Point annotation records:
** begin **

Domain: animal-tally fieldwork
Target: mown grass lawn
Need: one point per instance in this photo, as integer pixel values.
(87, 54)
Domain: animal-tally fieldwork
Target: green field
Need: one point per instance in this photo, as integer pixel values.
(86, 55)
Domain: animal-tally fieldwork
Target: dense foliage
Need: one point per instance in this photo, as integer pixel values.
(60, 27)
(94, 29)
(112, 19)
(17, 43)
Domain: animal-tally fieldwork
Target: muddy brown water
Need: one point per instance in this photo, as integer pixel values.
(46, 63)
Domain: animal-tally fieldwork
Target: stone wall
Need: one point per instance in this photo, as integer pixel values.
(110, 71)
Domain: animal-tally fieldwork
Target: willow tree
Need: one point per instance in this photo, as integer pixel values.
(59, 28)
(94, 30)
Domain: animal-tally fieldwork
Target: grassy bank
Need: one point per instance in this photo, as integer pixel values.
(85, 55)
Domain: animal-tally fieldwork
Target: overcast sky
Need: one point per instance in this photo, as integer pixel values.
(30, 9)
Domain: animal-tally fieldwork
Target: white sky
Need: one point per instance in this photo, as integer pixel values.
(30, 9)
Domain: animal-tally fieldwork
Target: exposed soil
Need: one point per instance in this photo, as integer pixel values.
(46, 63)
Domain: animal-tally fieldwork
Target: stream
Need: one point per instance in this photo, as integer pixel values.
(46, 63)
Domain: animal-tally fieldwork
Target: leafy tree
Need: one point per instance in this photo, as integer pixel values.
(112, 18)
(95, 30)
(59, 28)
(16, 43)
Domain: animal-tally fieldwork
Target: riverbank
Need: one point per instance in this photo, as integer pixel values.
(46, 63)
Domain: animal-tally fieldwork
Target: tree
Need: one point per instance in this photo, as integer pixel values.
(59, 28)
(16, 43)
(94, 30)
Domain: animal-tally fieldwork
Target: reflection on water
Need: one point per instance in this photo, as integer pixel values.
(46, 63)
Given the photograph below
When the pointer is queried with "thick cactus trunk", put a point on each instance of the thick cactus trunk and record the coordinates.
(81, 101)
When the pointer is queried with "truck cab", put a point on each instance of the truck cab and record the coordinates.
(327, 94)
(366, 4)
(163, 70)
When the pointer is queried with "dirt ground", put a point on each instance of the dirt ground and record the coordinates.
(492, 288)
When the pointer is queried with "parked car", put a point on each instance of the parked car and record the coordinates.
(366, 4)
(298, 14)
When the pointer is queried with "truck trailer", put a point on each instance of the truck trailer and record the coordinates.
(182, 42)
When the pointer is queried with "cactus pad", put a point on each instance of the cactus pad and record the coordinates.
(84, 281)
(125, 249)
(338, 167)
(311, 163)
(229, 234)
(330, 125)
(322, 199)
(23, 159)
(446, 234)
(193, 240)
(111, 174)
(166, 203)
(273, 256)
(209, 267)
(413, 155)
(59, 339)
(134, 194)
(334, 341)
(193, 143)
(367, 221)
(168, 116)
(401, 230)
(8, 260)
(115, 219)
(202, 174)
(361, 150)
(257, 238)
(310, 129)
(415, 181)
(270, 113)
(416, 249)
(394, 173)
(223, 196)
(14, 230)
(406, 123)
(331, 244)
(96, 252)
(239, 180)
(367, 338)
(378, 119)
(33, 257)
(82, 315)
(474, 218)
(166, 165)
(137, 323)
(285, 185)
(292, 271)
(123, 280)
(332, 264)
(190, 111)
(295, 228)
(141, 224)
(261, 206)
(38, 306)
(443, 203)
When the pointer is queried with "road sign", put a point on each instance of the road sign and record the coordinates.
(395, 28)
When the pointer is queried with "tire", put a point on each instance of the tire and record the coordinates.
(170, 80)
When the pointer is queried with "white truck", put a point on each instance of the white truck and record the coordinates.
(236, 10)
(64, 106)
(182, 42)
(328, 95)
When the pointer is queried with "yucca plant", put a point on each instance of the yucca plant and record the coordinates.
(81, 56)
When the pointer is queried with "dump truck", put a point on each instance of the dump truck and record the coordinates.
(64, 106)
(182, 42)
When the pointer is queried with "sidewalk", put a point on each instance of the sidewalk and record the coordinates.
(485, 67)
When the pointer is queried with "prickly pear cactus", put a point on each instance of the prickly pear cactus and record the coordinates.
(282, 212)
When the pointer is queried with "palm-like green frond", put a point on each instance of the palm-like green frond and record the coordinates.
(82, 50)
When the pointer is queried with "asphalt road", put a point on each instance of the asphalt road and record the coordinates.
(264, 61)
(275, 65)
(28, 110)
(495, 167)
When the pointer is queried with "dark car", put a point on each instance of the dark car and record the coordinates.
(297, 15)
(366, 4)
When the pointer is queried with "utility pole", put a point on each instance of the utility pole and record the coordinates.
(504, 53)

** end **

* [Required task]:
Copy out the records word for word, from the line containing "dump truck and record the coordinates." through the end of the records, including that first line and the last one.

* [Exercise response]:
When the pointer is queried with "dump truck", put a point on each instance of the dump truck and record the coordinates.
(64, 106)
(182, 42)
When the pointer is queried with "sidewalk", put a point on each instance of the sidewalk and record the coordinates.
(485, 67)
When the pointer is queried with "prickly pear cactus", put a point on each instance of the prickly pear cactus and record the coordinates.
(282, 212)
When the pointer is queried with "palm-like green frond", put a point on each instance of the palm-like green frond and record the coordinates.
(82, 50)
When the pointer is queried with "asphalt road", put a point on each instance of the asphalt road and record the coordinates.
(264, 61)
(275, 65)
(28, 110)
(495, 167)
When the pointer is queried with "dark car", put a point on each instance of the dark car and record the coordinates.
(297, 15)
(366, 4)
When the pointer is queried with "utility pole", put a point on each instance of the utility pole and record the coordinates.
(504, 53)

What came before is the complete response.